== About this task ==
With the line containing "of the grassy" as the first and the final line of the entries as the last, repeat exactly the lines in that span, including both.

━━━ Information given ━━━

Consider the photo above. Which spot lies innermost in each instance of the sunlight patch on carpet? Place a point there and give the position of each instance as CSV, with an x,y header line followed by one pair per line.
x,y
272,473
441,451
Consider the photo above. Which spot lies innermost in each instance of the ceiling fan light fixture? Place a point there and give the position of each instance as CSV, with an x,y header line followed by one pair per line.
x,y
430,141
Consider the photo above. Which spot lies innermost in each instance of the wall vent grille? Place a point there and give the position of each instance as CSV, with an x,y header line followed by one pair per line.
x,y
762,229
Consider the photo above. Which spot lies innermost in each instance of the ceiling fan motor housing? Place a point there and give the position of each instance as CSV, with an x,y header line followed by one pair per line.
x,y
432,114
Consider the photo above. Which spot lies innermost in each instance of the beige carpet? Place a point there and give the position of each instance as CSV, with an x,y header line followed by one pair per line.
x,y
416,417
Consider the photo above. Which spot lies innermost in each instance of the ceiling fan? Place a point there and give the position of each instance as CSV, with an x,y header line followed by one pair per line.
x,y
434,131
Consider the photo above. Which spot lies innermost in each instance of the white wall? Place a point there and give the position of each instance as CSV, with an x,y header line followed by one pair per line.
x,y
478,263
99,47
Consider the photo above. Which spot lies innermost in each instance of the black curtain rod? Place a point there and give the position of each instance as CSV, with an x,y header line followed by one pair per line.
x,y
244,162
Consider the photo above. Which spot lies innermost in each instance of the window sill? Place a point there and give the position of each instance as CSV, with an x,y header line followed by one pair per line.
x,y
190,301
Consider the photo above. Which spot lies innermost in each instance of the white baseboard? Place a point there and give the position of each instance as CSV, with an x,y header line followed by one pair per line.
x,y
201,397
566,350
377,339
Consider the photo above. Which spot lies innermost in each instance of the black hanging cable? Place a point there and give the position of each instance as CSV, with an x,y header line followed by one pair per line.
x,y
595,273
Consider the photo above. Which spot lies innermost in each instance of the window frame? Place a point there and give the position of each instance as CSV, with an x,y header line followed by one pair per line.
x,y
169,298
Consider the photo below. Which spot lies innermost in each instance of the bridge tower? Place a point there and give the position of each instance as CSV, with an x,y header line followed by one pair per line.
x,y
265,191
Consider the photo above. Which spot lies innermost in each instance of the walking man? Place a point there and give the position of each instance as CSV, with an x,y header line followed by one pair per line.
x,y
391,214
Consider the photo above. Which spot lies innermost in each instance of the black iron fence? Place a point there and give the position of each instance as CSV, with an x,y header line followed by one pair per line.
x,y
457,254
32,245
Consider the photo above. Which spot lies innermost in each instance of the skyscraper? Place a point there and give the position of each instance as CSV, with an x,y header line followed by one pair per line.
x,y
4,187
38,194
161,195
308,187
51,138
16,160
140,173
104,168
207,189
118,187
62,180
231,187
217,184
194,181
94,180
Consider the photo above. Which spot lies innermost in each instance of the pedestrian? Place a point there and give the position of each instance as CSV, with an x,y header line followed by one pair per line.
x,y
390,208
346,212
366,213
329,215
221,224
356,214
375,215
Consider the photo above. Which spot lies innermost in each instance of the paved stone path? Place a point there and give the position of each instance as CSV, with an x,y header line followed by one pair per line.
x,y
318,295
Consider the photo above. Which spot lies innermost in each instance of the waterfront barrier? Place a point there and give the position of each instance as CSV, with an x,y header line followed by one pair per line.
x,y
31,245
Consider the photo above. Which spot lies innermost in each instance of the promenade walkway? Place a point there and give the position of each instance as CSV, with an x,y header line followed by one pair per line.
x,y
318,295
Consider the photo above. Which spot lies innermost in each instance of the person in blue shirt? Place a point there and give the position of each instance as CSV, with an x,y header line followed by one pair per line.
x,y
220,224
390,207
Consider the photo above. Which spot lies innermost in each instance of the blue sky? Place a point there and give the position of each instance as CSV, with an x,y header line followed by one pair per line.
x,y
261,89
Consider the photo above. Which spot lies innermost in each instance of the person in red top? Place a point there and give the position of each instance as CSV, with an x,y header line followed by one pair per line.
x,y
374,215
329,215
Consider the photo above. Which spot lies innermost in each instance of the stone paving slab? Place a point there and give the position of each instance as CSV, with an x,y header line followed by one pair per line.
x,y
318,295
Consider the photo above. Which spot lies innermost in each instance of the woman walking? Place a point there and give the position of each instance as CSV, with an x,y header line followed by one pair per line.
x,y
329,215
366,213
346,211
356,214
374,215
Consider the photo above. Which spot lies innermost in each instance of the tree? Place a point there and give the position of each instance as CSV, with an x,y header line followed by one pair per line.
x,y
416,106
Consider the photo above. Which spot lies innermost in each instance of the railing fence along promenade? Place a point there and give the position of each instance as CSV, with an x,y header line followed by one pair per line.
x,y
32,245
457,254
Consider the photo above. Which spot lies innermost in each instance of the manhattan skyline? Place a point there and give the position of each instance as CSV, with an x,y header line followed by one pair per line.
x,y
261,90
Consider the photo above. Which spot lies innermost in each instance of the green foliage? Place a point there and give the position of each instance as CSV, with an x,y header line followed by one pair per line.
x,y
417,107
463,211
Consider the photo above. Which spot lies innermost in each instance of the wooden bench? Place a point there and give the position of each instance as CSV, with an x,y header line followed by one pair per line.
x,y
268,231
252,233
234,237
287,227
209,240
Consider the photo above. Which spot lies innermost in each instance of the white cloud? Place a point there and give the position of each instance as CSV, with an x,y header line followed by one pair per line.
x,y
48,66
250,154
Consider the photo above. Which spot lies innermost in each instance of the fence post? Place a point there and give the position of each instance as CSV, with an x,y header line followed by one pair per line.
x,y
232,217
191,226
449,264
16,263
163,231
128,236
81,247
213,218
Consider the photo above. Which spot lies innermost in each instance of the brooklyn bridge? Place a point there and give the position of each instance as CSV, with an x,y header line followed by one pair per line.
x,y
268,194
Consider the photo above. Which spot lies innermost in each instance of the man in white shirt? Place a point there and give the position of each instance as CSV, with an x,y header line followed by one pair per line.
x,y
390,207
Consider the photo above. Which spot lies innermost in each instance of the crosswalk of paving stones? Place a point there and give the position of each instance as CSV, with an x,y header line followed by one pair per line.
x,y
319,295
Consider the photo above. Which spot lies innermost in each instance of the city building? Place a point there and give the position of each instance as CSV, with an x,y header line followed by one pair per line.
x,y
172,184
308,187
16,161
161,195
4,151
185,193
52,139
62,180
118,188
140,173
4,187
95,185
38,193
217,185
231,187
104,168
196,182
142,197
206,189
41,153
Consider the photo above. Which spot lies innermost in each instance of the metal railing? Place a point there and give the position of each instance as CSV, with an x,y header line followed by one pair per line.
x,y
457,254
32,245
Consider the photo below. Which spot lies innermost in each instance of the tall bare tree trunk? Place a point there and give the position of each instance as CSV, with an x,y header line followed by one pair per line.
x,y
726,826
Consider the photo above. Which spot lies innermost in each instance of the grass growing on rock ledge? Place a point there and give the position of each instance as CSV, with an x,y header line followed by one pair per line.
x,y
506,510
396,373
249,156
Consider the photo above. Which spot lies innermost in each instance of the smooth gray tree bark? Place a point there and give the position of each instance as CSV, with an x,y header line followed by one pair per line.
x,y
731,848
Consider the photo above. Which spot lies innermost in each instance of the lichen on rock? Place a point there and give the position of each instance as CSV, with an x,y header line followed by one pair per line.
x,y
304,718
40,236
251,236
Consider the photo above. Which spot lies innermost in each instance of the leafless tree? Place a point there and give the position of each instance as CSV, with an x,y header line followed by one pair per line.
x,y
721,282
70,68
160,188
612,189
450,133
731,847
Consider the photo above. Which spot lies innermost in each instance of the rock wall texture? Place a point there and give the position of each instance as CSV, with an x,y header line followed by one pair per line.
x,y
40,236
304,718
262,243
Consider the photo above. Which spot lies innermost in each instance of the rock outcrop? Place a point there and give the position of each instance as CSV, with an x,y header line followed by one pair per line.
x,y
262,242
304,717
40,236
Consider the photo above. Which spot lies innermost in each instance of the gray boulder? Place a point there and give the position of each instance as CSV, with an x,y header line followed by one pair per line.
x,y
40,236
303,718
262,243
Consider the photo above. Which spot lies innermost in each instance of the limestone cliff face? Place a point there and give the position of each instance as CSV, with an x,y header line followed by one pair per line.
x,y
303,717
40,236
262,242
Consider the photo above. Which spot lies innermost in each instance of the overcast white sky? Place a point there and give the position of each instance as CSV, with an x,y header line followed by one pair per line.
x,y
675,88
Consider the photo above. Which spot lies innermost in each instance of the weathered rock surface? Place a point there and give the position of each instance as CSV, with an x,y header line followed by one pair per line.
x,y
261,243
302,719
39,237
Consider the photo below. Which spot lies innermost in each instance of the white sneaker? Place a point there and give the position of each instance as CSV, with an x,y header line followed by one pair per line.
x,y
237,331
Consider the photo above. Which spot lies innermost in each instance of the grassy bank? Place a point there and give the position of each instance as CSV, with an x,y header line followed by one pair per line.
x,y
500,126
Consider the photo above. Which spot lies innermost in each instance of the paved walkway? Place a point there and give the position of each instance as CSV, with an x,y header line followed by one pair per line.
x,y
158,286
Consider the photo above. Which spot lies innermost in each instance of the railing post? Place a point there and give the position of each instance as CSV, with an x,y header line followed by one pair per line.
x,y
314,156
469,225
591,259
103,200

━━━

== Problem solution ==
Consider the photo above. Which spot lies innermost in each instance of the grassy bank? Place a point there and give the position of each instance as CSV, with an x,y header line followed by one pair per line.
x,y
500,126
Consider the photo above. Which spot lies innermost in each instance of the paved walkway? Place a point there and give the position of each instance as CSV, with an x,y header line followed by one pair per line.
x,y
158,286
Consider the photo above. Which spot lies innermost in each instance of the railing post? Place a point there and give the position of each instance as CSV, with an x,y header line followed by one pair per line.
x,y
314,156
469,225
591,259
103,200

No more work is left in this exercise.